● **Instructions**
1) From the NQL guide, extract the passage starting at "Prerequisites" and ending at "(arrays, structs, maps)".
2) According to the NQL guide, which keyword renames a column in the query output?

● **Source text**
== Segment start ==

This guide covers the fundamentals of querying data with NQL: selecting columns, filtering rows with WHERE clauses, and transforming data using expressions and functions.
Prerequisites
- A Narrative I/O account with at least one dataset
- Basic familiarity with SQL syntax
What you’ll learn
- How to select specific columns and use aliases
- How to filter data with comparison and logical operators
- How to transform data using expressions and functions
- How to work with complex types (arrays, structs, maps)
Selecting columns
Basic column selection
Select specific columns from a dataset:
SELECT
user_id,
email,
created_at
FROM company_data."123"
Using column aliases
Rename columns in your output with AS:
SELECT
user_id AS id,
email AS contact_email,
created_at AS signup_date
FROM company_data."123"
Fully qualified column names
When joining datasets or for clarity, use fully qualified names:
SELECT
company_data."123".user_id,
company_data."123".email
FROM company_data."123"

== Segment end ==

● **Collected material**

== Segment start ==

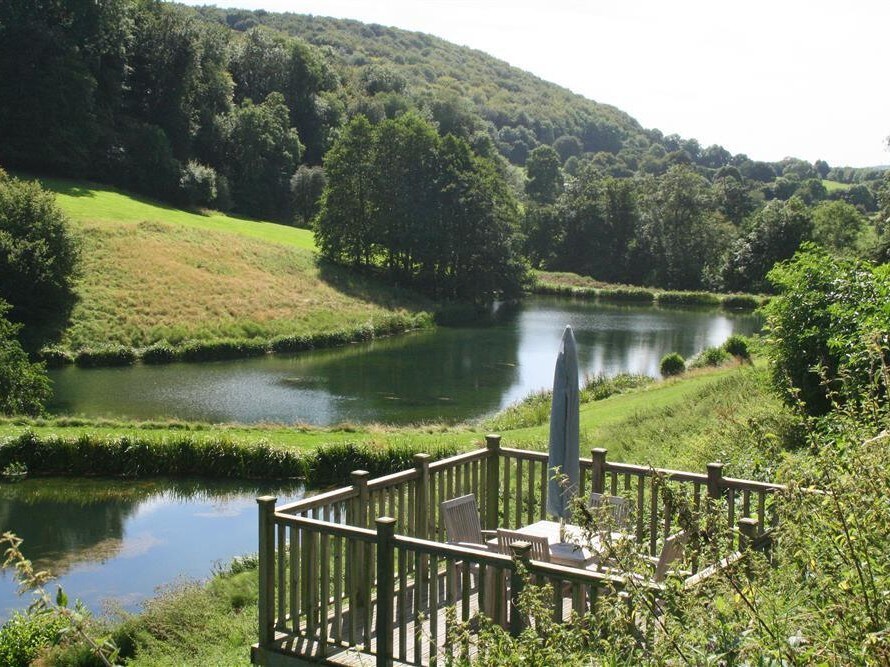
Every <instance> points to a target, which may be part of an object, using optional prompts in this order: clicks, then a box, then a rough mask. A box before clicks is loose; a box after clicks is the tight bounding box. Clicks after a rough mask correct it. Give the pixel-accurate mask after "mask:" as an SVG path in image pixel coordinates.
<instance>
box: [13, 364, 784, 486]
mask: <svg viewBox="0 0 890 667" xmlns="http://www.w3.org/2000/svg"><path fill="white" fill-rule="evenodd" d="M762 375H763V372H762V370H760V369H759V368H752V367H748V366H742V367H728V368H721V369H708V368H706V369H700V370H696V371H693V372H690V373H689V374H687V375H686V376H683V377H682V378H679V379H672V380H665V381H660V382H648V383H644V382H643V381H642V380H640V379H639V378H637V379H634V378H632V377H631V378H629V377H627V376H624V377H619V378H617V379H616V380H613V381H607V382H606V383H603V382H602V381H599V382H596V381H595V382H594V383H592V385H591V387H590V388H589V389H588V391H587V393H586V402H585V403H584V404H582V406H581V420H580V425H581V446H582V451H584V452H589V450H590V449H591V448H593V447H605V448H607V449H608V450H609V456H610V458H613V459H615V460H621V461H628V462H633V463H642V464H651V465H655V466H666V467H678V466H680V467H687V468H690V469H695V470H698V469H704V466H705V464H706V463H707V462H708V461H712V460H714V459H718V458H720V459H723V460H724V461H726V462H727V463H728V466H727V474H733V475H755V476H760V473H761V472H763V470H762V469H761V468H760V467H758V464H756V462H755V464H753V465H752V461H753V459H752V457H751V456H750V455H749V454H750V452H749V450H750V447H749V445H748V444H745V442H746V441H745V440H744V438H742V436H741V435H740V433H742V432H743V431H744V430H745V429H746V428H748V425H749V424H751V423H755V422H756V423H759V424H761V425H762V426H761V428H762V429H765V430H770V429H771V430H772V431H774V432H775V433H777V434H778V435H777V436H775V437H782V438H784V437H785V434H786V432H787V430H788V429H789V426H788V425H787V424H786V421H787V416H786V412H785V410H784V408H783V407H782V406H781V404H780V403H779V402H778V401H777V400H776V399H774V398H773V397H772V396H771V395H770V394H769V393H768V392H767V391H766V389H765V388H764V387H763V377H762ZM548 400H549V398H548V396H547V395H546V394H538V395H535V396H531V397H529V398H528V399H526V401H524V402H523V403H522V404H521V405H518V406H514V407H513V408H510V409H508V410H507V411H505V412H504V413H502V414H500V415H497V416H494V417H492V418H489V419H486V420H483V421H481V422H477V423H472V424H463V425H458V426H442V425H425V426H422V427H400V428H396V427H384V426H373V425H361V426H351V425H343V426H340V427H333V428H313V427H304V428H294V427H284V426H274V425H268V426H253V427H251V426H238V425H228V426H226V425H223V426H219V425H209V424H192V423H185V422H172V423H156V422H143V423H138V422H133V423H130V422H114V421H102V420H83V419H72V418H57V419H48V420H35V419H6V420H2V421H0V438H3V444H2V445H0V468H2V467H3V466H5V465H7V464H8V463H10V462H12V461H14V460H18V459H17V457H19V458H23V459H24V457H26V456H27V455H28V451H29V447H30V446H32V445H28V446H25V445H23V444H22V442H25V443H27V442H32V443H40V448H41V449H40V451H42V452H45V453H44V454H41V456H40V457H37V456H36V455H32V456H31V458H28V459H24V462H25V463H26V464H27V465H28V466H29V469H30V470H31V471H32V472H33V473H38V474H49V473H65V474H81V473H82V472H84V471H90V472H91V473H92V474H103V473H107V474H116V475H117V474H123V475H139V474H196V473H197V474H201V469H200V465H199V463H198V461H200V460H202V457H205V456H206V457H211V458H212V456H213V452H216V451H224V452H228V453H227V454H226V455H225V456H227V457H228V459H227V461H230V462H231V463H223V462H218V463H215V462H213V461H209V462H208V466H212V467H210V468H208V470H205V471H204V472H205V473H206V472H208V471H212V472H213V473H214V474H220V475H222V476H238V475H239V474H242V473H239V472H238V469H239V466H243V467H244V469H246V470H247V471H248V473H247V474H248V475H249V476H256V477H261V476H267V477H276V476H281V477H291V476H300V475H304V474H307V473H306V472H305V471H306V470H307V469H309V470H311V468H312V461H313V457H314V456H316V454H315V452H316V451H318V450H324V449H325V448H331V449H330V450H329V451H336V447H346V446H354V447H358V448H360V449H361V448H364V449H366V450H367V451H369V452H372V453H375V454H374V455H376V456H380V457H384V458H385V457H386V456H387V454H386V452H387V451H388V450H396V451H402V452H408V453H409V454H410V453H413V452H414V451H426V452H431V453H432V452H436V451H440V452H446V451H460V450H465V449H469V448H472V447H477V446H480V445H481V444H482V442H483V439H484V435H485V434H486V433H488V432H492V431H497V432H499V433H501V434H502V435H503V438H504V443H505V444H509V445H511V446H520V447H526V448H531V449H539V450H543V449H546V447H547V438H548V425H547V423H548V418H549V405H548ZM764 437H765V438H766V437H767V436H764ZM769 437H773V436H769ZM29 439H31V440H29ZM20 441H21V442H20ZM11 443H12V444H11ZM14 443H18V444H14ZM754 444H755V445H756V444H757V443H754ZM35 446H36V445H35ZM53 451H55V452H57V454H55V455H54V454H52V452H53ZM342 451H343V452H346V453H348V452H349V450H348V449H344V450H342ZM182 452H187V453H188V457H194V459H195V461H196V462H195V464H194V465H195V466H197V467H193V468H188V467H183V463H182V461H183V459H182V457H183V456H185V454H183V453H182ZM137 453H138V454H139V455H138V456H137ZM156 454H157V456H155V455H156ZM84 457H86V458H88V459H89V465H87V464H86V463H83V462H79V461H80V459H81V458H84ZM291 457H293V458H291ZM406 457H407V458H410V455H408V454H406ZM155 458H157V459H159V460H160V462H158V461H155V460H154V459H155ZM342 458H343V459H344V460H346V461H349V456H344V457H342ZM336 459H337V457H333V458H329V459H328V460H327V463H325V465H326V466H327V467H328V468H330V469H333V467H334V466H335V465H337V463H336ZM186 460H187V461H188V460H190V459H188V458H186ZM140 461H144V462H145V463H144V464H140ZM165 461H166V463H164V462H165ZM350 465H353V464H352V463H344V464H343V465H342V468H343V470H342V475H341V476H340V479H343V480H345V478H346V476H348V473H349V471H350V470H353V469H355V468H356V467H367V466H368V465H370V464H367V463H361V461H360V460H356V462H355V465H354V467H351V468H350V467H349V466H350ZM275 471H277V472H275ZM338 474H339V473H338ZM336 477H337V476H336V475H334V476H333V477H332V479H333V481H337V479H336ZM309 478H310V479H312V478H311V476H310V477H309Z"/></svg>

== Segment end ==

● **Task-by-task solutions**
1)
Prerequisites
- A Narrative I/O account with at least one dataset
- Basic familiarity with SQL syntax
What you’ll learn
- How to select specific columns and use aliases
- How to filter data with comparison and logical operators
- How to transform data using expressions and functions
- How to work with complex types (arrays, structs, maps)

2) AS